**Exercise description**
Only the run of lines from the one containing "Can you find the fireplace?" through the last line should be returned, exactly as written.

═══ Provided material ═══

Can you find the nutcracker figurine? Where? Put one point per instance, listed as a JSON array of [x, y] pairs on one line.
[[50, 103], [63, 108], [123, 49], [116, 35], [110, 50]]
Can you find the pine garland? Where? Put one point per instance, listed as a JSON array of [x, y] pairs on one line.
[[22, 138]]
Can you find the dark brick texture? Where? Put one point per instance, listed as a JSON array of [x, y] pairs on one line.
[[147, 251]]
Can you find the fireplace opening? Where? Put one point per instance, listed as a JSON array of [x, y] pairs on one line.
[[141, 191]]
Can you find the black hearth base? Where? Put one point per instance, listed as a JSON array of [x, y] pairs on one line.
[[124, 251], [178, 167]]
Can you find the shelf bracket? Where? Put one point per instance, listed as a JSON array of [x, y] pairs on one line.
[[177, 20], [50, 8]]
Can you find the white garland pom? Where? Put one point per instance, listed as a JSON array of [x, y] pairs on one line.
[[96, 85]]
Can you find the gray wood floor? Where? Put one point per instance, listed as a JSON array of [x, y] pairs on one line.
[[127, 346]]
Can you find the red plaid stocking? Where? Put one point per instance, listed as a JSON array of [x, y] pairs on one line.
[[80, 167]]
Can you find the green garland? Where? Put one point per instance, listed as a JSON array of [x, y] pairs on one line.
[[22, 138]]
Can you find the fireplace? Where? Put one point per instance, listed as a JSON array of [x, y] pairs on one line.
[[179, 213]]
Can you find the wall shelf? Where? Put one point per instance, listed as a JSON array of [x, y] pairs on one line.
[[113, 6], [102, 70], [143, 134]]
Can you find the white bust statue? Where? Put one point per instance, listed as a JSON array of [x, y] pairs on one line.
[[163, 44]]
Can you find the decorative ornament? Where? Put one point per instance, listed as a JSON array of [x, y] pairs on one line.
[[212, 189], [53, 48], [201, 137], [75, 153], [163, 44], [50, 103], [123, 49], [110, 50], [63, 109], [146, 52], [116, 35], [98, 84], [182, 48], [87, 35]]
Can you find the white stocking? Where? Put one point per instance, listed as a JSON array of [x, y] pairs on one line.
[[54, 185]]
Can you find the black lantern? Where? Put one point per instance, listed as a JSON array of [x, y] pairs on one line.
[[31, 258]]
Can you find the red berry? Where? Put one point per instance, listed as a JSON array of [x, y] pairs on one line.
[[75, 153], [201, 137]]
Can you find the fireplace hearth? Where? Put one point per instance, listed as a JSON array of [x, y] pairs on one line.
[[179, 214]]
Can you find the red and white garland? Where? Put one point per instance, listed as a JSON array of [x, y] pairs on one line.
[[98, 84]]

═══

**Answer to this exercise**
Can you find the fireplace? Where? Put one point per instance, listed as a JSON array of [x, y] pairs on one line.
[[179, 213]]
Can you find the wall shelf? Where? Put one point per instance, listed as a JSON array of [x, y] pairs on one line.
[[113, 6], [102, 70], [143, 134]]
Can you find the white bust statue? Where? Put one point per instance, listed as a JSON array of [x, y] pairs on one line.
[[163, 44]]
Can you find the decorative ornament? Where? Put one point per instance, listed as a JSON array of [x, y] pairs on one line.
[[212, 189], [53, 48], [201, 137], [75, 153], [163, 44], [50, 103], [123, 49], [110, 50], [63, 109], [146, 52], [116, 35], [98, 84], [182, 48], [87, 35]]
Can you find the white stocking? Where? Put one point per instance, listed as a JSON array of [x, y] pairs on one line.
[[54, 185]]
Can you find the black lantern? Where? Put one point per instance, listed as a JSON array of [x, y] pairs on one line.
[[31, 258]]
Can you find the red berry? Where? Put one point per instance, listed as a JSON array of [x, y] pairs on one line.
[[75, 153], [201, 137]]
Can you find the fireplace hearth? Where? Put one point per instance, listed as a JSON array of [x, y] pairs on one line.
[[179, 214]]
Can you find the red and white garland? Where? Put one point per instance, listed as a JSON array of [x, y] pairs on one line.
[[98, 84]]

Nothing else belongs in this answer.